* TEXT EXCERPT:
start
Nick Boles warned the party would lose the next election if all it had to offer voters was more spending cuts.
He called on the chancellor to scrap his deficit reduction target and unveil a "massive boost" in public investment.
Labour said his comments showed the Conservatives were "losing the economic argument".
Mr Boles, who was a close ally of David Cameron and served in his government from 2012 to 2016, said: "The government can't, after seven or eight years, say that the policy we had eight years ago is going to be the only policy we can offer to the British public for another eight years.
"We can't expect to be re-elected if we have no new story to tell and no new direction.
"Our urgent problem in this economy is that wages aren't growing. They are not growing because productivity isn't growing and productivity isn't growing because our rate of investment is too low, both in the public sector and the private sector. That needs to be a priority now.
"The age of austerity is over. We now need an age of investment."
His call, in his book Square Deal,, external echoes those being made by Labour ahead of 22 November's Budget.
end
* EXCERPTED DATA:
start
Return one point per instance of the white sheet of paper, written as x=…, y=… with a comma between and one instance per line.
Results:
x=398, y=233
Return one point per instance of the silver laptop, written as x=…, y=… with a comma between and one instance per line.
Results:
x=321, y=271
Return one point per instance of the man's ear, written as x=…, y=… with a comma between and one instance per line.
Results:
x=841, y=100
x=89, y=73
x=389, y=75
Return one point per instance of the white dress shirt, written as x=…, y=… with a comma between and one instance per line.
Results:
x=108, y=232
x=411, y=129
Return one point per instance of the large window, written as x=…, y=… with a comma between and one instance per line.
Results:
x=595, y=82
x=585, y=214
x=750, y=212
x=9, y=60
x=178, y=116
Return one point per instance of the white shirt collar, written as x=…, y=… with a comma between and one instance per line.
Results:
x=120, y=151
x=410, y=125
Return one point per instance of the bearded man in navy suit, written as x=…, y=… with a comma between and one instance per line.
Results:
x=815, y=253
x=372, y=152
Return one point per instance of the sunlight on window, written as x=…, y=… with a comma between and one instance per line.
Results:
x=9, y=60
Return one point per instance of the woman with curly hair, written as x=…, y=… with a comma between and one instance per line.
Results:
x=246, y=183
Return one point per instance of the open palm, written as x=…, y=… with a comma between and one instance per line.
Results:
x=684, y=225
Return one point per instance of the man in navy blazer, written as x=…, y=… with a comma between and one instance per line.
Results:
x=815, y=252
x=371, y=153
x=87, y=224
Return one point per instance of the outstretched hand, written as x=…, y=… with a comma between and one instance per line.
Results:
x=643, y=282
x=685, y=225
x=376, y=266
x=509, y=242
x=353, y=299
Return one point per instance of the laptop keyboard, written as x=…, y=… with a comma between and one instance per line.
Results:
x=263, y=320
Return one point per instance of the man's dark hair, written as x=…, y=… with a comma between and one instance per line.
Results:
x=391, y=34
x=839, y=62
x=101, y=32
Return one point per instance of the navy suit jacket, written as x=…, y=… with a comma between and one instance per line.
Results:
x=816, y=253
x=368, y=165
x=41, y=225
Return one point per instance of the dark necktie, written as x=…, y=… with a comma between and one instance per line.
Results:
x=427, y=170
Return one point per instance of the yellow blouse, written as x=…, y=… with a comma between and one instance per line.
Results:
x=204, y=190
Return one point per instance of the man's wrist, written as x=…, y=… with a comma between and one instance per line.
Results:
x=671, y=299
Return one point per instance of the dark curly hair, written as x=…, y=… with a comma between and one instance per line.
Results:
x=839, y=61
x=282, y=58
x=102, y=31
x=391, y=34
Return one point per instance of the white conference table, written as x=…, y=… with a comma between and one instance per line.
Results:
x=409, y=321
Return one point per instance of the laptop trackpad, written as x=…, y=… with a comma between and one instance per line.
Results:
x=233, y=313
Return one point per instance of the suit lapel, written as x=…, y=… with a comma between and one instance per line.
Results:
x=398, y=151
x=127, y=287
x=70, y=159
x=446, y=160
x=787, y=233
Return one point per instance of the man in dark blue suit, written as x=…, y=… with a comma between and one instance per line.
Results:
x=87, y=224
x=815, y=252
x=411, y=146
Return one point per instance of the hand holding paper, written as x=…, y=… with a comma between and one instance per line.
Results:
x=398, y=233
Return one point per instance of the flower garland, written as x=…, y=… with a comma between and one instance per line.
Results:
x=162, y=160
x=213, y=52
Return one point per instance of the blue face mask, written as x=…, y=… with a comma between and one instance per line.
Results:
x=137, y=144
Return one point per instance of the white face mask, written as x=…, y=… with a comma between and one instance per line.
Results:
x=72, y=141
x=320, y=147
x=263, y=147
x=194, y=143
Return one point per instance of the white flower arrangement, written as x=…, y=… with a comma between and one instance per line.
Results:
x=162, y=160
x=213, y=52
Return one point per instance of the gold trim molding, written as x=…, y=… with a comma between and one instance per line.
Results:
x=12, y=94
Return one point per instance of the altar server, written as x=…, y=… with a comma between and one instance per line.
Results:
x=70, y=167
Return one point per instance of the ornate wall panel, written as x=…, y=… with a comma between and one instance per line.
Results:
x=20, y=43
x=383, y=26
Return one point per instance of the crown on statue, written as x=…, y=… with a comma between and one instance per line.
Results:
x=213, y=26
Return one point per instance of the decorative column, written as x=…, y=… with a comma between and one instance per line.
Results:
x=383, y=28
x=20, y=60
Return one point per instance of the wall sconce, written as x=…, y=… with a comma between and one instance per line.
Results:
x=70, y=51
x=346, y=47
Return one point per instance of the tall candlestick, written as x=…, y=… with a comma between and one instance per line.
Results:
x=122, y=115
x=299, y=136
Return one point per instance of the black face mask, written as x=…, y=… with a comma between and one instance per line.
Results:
end
* TO BE DONE:
- 1) Render the listing from the line with "Return one point per instance of the yellow" up to and including the line with "x=787, y=233" as a Markdown table with the columns Row and Listing line, one line per row and no blank lines.
- 2) Continue the passage on Nick Boles's call to end austerity from where it stops.

* EXPECTED RESPONSES:
- 1)
| Row | Listing line |
|---|---|
| 1 | Return one point per instance of the yellow blouse, written as x=…, y=… with a comma between and one instance per line. |
| 2 | Results: |
| 3 | x=204, y=190 |
| 4 | Return one point per instance of the man's wrist, written as x=…, y=… with a comma between and one instance per line. |
| 5 | Results: |
| 6 | x=671, y=299 |
| 7 | Return one point per instance of the dark curly hair, written as x=…, y=… with a comma between and one instance per line. |
| 8 | Results: |
| 9 | x=839, y=61 |
| 10 | x=282, y=58 |
| 11 | x=102, y=31 |
| 12 | x=391, y=34 |
| 13 | Return one point per instance of the white conference table, written as x=…, y=… with a comma between and one instance per line. |
| 14 | Results: |
| 15 | x=409, y=321 |
| 16 | Return one point per instance of the laptop trackpad, written as x=…, y=… with a comma between and one instance per line. |
| 17 | Results: |
| 18 | x=233, y=313 |
| 19 | Return one point per instance of the suit lapel, written as x=…, y=… with a comma between and one instance per line. |
| 20 | Results: |
| 21 | x=398, y=151 |
| 22 | x=127, y=287 |
| 23 | x=70, y=159 |
| 24 | x=446, y=160 |
| 25 | x=787, y=233 |

- 2)
A Labour spokesperson: "Even Tory MPs are now openly admitting the chancellor needs to change course in this Budget, proving yet again that they are clearly losing the economic argument.
"The fact they have resorted to pushing extremely watered down versions of Labour policy just confirms how little faith they have in their own government's economic policy. And it further shows that Labour now represents the mainstream of British politics."
'Get wages up'
Mr Boles said austerity had been the right policy when the annual deficit stood at 10% of GDP, but it was "absolutely fine" for it to remain at its current level of about 2.6% indefinitely.
He told BBC Radio 4's Today programme: "Many governments run deficits of that sort of level year on year. So long as you are spending the money on investment, there is a very good prospect that that will generate a return in the economy that enables you to pay the debt down."
He said the "urgent priority now" was to "get productivity up and to get real wages up" .
In October last year, Philip Hammond ditched his predecessor George Osborne's target of eliminating the deficit - the gap between government spending and tax receipts - by 2019/20.
Instead, he said the new aim was to get rid of the deficit by the middle of the 2020s.
But he is coming under renewed pressure to ditch that target when he delivers his Budget, with the Institute for Fiscal Studies warning the deficit could be on course to be £20bn higher than expected by 2021/22, amid predictions of sluggish economic performance.